— start of The input —

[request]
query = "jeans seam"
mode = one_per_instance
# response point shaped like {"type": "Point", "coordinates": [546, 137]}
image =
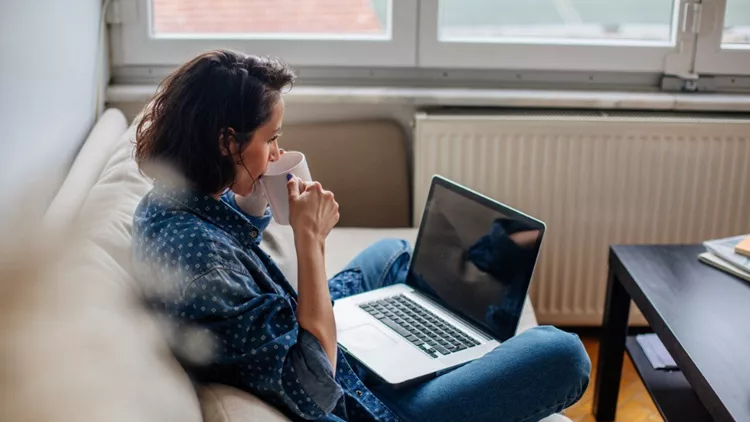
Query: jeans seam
{"type": "Point", "coordinates": [389, 265]}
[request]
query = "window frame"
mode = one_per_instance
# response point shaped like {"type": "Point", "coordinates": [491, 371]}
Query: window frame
{"type": "Point", "coordinates": [133, 44]}
{"type": "Point", "coordinates": [710, 57]}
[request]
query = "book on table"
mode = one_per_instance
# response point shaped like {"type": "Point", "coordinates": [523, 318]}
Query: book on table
{"type": "Point", "coordinates": [720, 253]}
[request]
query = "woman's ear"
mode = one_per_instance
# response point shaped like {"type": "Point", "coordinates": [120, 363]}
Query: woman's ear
{"type": "Point", "coordinates": [227, 142]}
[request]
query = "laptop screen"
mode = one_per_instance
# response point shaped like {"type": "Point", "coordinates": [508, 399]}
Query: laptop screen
{"type": "Point", "coordinates": [476, 256]}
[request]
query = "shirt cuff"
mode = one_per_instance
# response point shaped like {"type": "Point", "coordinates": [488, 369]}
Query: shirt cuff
{"type": "Point", "coordinates": [315, 373]}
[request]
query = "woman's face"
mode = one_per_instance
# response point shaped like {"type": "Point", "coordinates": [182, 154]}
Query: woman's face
{"type": "Point", "coordinates": [262, 149]}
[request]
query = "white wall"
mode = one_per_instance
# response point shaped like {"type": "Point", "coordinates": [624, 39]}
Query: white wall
{"type": "Point", "coordinates": [47, 86]}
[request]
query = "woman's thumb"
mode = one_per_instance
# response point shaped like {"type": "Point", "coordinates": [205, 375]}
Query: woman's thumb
{"type": "Point", "coordinates": [292, 186]}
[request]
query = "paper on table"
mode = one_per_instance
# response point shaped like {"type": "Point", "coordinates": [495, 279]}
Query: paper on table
{"type": "Point", "coordinates": [655, 351]}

— end of The input —

* [Written problem]: Return every line from the items above in which the word "woman" appears.

* [Reply]:
query = "woman's ear"
Query: woman's ear
query = "woman's face"
Query: woman's face
query = "woman's thumb"
Query: woman's thumb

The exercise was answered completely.